Riflessioni Profonde sulle Relazioni e sull’Individuo nella Coppia.

Ah, l’amore… L’apostrofo rosa fra le parole “ti amo”… Quello che molte donne e molti uomini bramano…

Nella letteratura e nell’arte è un sentimento abusato: ne sentiamo parlare già nei miti degli Antichi Greci, dove si “ricerca” l’altra metà della mela. Vogliamo poi citare tutte le fiabe portate sullo schermo dalla Disney, dove in un tripudio di pizzi, merletti, ladri diventati principi o principi diventati lama si finisce sempre con la scritta “…e vissero felici e contenti”?

Seguire il modello che queste storie ci raccontano porta (consciamente o inconsciamente) gli individui che compongono la coppia a colmare le proprie lacune con l’altro e viceversa.

Sto con l’altro/a perchè mi rende più sicuro, più forte, più importante, più agiato, ecc…, in modo che esso/a possa colmare il mio Vuoto, una mia mancanza o, peggio, perchè così posso risultare più forte, per avere una valvola di sfogo, posso far vedere come dominare un’altra persona (rendendo un Vuoto una voragine), e mille altri motivi.

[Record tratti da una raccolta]
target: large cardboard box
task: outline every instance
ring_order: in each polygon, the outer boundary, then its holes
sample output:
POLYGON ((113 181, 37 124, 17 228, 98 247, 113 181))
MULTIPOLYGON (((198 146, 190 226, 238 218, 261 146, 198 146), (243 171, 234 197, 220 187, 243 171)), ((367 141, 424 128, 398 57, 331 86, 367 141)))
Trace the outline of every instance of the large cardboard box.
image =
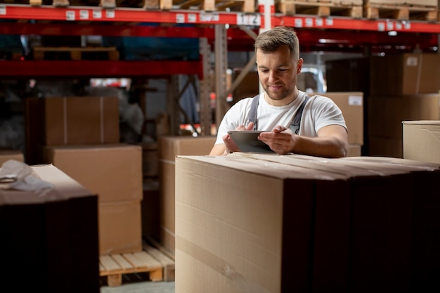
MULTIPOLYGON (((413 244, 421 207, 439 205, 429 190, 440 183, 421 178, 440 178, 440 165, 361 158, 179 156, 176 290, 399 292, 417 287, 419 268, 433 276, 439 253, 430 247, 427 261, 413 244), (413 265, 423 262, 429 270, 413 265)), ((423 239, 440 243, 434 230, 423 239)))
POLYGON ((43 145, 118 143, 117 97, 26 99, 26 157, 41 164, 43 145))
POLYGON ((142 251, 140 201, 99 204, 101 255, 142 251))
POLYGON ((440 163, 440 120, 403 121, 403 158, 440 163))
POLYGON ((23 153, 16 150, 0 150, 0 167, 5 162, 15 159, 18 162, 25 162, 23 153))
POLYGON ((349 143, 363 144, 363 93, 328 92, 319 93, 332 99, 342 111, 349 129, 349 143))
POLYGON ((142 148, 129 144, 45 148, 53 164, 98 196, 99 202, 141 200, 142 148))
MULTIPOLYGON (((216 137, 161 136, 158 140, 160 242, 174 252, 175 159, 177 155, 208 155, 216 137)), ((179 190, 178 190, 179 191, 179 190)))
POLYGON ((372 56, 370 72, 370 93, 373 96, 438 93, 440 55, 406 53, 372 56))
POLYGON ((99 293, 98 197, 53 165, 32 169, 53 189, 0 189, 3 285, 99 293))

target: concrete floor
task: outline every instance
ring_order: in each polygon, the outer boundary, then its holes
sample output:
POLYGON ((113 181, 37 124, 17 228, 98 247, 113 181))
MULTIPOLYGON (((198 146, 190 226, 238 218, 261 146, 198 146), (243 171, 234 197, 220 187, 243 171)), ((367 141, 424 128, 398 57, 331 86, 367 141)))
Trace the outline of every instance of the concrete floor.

> **Parti dell'esercizio**
(1) Traduca in inglese la seguente frase del testo sulle relazioni nella coppia: "Seguire il modello che queste storie ci raccontano porta (consciamente o inconsciamente) gli individui che compongono la coppia a colmare le proprie lacune con l'altro e viceversa."
(2) Secondo il testo sulle relazioni nella coppia, in quali miti si sente già parlare dell'amore?
Si faccia riferimento unicamente al testo.

> **Soluzioni**
(1) Following the model that these stories tell us leads (consciously or unconsciously) the individuals who make up the couple to fill their own gaps with the other, and vice versa.

(2) Nei miti degli Antichi Greci.